▸ Short exercise 1: In the display-device excerpt, what shape is the display panel in the described embodiment?

* * * * * * *

FIG. 3 illustrates another embodiment of a display device;

FIG. 4A is a waveform diagram illustrating another embodiment of a method for driving a display device, and FIG. 4B illustrates another example of a table for explaining data signals corresponding to pixels of the display device; and

FIG. 5 illustrates another embodiment of a method for driving a display device.

DETAILED DESCRIPTION

Example embodiments will now be described more fully hereinafter with reference to the accompanying drawings; however, they may be embodied in different forms and should not be construed as limited to the embodiments set forth herein. Rather, these embodiments are provided so that this disclosure will be thorough and complete, and will fully convey exemplary implementations to those skilled in the art. The embodiments may be combined to form additional embodiments.

In the drawing figures, the dimensions of layers and regions may be exaggerated for clarity of illustration. It will also be understood that when a layer or element is referred to as being “on” another layer or substrate, it can be directly on the other layer or substrate, or intervening layers may also be present. Further, it will be understood that when a layer is referred to as being “under” another layer, it can be directly under, and one or more intervening layers may also be present. In addition, it will also be understood that when a layer is referred to as being “between” two layers, it can be the only layer between the two layers, or one or more intervening layers may also be present. Like reference numerals refer to like elements throughout. Furthermore, ‘connected/accessed’ represents that one component is directly connected or accessed to another component or indirectly connected or accessed through another component.

FIG. 1 illustrates an embodiment of a display device which includes a display panel 10, scan driver 20, data driver 30 and timing controller 40. The display panel 10 includes a plurality of pixels Px connected to scan lines Sn and data lines Dm. The pixels Px receive scan signals via the scan lines Sn and receive data signals via the data lines Dm. A pixel Px is selected when a scan signal is supplied. The pixel PX then receives a data signal and emits light at a brightness corresponding to the data signal.

The display panel 10 may be, for example, a liquid crystal display panel or organic light emitting display panel. Furthermore, the display panel 10 may be a non-rectangular display panel. In this embodiment, the display panel 10 is a circular-shaped display panel. Therefore, the pixels (Px) are arranged in a circular shape overall. Hereinafter, for ease of understanding, explanation will be made of pixels (Px) arranged in five lines from line a to line e, and six rows from row 1 to row 6. The display panel 10 may include a different number of lines and/or rows in another embodiment. Also, the display panel 10 may have a non-rectangular shape different from a circular shape in another embodiment.

* * * * * * *

▸ Short exercise 2: Change "detector" to "locator" in the entries, from their start up to and including the line with "[0,60,361,83]", and give those lines with nothing else altered. Leave the pictures out.

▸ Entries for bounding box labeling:
* * * * * * *

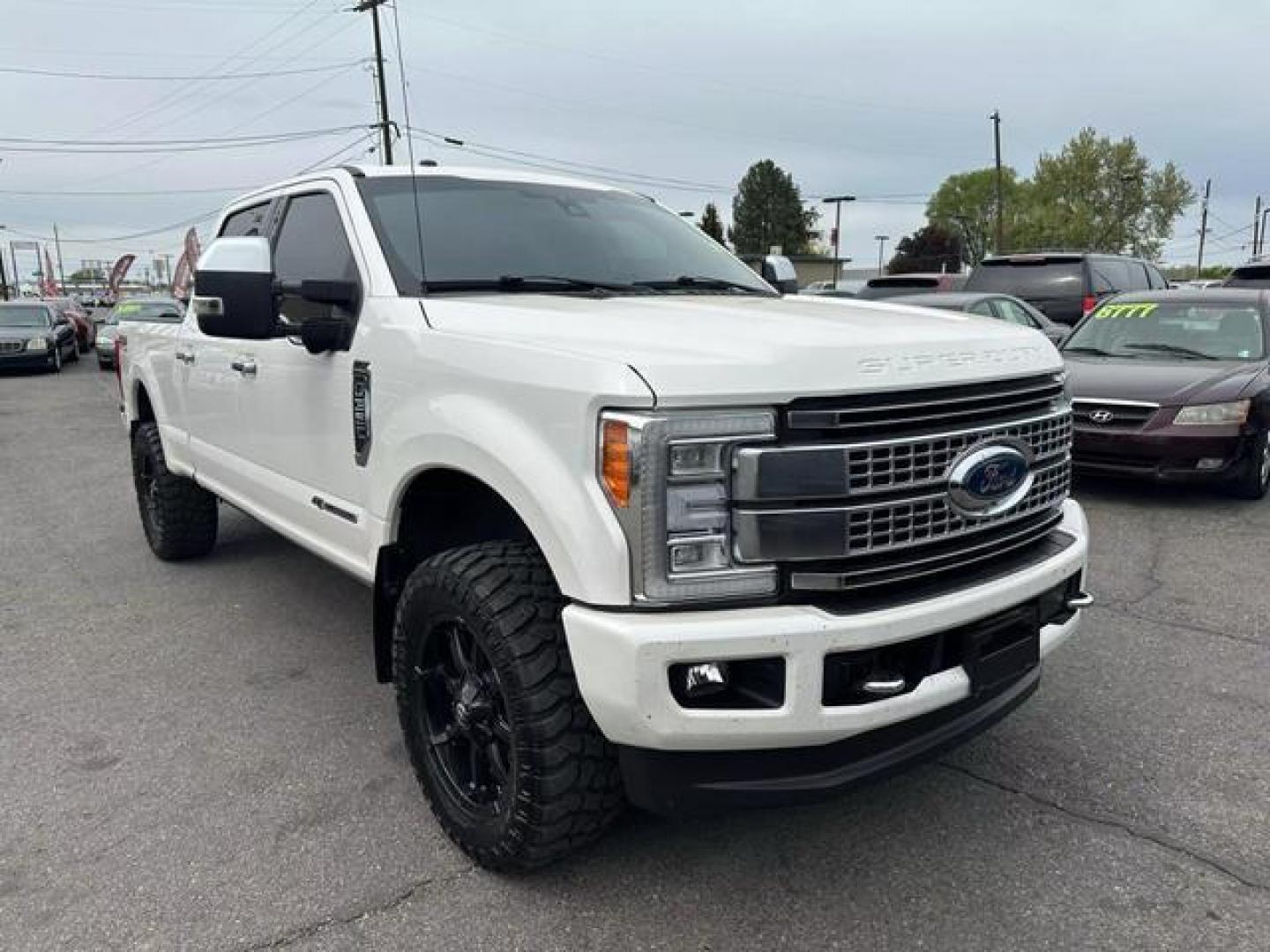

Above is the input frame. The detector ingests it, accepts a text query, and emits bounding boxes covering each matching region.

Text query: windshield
[106,301,182,324]
[0,305,49,328]
[360,175,771,294]
[965,257,1085,297]
[1063,301,1265,361]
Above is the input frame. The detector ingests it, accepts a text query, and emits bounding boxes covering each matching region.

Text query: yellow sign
[1094,302,1160,321]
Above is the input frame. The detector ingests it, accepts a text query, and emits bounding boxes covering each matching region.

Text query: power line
[0,185,254,198]
[0,126,363,155]
[0,60,361,83]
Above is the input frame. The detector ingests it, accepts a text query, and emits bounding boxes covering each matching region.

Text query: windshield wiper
[1123,343,1217,361]
[428,274,647,294]
[635,274,773,297]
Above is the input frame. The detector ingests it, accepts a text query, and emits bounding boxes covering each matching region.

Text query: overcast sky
[0,0,1270,273]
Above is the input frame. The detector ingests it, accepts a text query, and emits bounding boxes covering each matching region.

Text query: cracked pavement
[0,361,1270,952]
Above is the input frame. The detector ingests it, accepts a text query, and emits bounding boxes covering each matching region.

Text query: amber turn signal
[601,420,631,509]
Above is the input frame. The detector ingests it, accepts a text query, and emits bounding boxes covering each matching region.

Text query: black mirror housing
[194,271,278,340]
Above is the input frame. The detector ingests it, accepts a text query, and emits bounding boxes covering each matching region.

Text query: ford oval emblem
[949,443,1033,519]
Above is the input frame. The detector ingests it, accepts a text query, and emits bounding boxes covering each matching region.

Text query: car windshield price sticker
[1094,303,1160,321]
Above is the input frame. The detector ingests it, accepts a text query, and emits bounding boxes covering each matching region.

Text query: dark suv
[1221,255,1270,288]
[965,251,1169,324]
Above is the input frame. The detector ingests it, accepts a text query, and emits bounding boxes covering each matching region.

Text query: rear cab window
[965,255,1085,298]
[1226,263,1270,288]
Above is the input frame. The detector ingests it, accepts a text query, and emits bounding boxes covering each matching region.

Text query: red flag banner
[41,245,61,297]
[185,228,202,274]
[110,255,138,297]
[171,251,194,301]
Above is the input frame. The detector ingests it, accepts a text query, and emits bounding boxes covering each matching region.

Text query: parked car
[1218,255,1270,288]
[965,251,1169,325]
[886,291,1072,346]
[44,297,96,354]
[111,167,1090,869]
[96,297,185,370]
[1062,288,1270,499]
[855,271,965,301]
[0,301,78,372]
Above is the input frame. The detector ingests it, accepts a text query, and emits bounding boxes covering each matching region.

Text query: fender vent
[353,361,370,465]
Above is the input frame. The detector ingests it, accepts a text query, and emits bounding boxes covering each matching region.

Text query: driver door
[233,190,369,568]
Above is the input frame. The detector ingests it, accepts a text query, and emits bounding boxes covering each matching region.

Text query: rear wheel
[1228,433,1270,499]
[392,542,624,869]
[132,423,217,561]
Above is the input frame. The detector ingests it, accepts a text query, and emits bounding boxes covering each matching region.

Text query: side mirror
[759,255,797,294]
[191,236,278,340]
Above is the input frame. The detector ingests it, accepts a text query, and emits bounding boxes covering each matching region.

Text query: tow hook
[1065,591,1094,612]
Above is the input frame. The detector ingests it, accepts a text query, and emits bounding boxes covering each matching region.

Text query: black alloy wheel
[412,618,516,819]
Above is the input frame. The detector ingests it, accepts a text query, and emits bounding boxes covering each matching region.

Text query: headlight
[598,409,776,603]
[1174,400,1250,427]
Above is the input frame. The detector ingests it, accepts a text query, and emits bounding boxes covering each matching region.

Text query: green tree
[1010,128,1195,257]
[886,225,964,274]
[701,202,724,245]
[730,159,819,255]
[926,167,1027,264]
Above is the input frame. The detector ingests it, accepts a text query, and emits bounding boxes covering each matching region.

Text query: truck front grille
[731,375,1072,591]
[785,373,1063,439]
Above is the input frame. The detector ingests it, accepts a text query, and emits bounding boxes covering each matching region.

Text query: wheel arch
[373,465,538,681]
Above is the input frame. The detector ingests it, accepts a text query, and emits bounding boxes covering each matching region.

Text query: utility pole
[988,109,1005,255]
[1195,179,1213,280]
[825,196,856,291]
[1252,196,1261,257]
[53,222,66,294]
[353,0,392,165]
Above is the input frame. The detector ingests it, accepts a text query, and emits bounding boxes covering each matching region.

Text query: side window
[273,191,357,323]
[1090,257,1146,294]
[995,297,1036,328]
[221,202,269,237]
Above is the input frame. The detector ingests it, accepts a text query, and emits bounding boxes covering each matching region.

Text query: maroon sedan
[1062,289,1270,499]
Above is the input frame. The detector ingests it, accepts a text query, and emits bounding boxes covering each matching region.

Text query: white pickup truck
[118,167,1090,868]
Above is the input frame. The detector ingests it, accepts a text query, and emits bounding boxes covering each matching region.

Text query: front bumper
[618,667,1040,816]
[0,348,56,369]
[1072,423,1256,482]
[564,500,1088,751]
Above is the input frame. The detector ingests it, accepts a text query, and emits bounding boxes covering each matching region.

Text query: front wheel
[132,423,217,561]
[1227,432,1270,500]
[392,542,624,869]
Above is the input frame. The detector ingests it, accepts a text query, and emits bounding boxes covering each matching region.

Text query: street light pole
[825,196,856,291]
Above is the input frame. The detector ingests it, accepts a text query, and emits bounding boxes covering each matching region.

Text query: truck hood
[424,294,1062,405]
[1067,354,1266,406]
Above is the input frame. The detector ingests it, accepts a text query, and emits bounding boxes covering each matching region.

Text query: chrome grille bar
[733,457,1071,562]
[733,412,1072,502]
[785,373,1063,432]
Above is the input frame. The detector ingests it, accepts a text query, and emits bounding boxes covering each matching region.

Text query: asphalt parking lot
[0,355,1270,952]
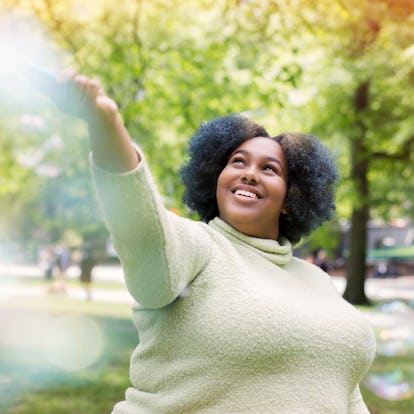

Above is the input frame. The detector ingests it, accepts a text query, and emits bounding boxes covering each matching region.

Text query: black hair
[180,114,339,243]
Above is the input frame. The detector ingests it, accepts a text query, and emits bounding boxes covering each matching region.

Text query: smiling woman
[35,74,375,414]
[217,137,288,240]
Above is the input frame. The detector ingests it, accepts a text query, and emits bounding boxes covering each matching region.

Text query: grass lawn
[0,290,414,414]
[0,297,137,414]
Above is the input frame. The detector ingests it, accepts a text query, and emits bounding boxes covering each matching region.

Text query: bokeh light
[44,314,104,371]
[363,300,414,401]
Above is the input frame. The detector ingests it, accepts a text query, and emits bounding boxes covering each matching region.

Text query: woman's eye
[263,165,278,174]
[232,158,245,165]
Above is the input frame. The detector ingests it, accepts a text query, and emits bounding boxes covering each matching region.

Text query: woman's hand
[30,69,140,172]
[29,68,118,122]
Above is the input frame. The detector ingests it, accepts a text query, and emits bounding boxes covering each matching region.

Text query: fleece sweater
[92,150,375,414]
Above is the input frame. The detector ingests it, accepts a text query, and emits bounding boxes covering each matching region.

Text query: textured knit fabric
[92,150,375,414]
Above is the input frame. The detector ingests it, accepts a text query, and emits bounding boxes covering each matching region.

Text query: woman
[38,74,375,414]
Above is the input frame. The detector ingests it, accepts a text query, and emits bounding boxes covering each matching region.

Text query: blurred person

* * * * * * *

▸ Exercise output 1: It is a circular-shaped display panel.

▸ Exercise output 2:
Above is the input frame. The locator ingests it, accepts a text query, and emits bounding boxes covering each matching region.

Text query: windshield
[106,301,182,324]
[0,305,49,328]
[360,175,771,294]
[965,257,1085,297]
[1063,301,1265,361]
Above is the input frame. The locator ingests it, accepts a text query, and emits bounding boxes covering each matching region.

Text query: yellow sign
[1094,302,1160,321]
Above is the input frame. The locator ingests it, accepts a text query, and emits bounding boxes covering each matching region.

Text query: power line
[0,185,254,198]
[0,126,363,155]
[0,60,361,83]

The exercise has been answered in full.